SOURCE EXTRACT:
########
While frantically searching for a lost pom pom dog, my mother said to my daughter: “Let’s reframe the problem. What do we do if we can’t find the pom pom dog?”
This got me thinking about how a viral thread on Twitter this week reframed a problem and how the allegations about misogynist US Supreme Court nominee Brett Kavanaugh, and his ilk, need the same treatment.
Blogger Gabrielle Blair took an unwanted pregnancy problem and reframed it. The first tweet of her frankly brilliant thread goes like this: “I’m a mother of six, and a Mormon. I have a good understanding of arguments surrounding abortion, religious and otherwise. I’ve been listening to men grandstand about women’s reproductive rights and I’m convinced men actually have zero interest in stopping abortion. Here’s why …”
What follows is the most incredible reframing of a problem – that men are to blame for all unwanted pregnancies and could not care less – and it has reverberated around the internet. It reminds us (again) of the main issue: by default our society doesn’t hold men accountable.
Take the case of the creepy Kavanaugh – he is fighting not to be investigated for his behaviour as a teenager.
########
INFORMATION SUPPLIED:
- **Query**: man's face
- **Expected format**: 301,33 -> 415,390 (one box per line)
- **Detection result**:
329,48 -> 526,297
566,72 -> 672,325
########
ASSIGNMENT: Reproduce the whole article on reframing problems word for word. The entries aren't needed for this.

OUTPUT FOR THIS TASK:
While frantically searching for a lost pom pom dog, my mother said to my daughter: “Let’s reframe the problem. What do we do if we can’t find the pom pom dog?”
This got me thinking about how a viral thread on Twitter this week reframed a problem and how the allegations about misogynist US Supreme Court nominee Brett Kavanaugh, and his ilk, need the same treatment.
Blogger Gabrielle Blair took an unwanted pregnancy problem and reframed it. The first tweet of her frankly brilliant thread goes like this: “I’m a mother of six, and a Mormon. I have a good understanding of arguments surrounding abortion, religious and otherwise. I’ve been listening to men grandstand about women’s reproductive rights and I’m convinced men actually have zero interest in stopping abortion. Here’s why …”
What follows is the most incredible reframing of a problem – that men are to blame for all unwanted pregnancies and could not care less – and it has reverberated around the internet. It reminds us (again) of the main issue: by default our society doesn’t hold men accountable.
Take the case of the creepy Kavanaugh – he is fighting not to be investigated for his behaviour as a teenager.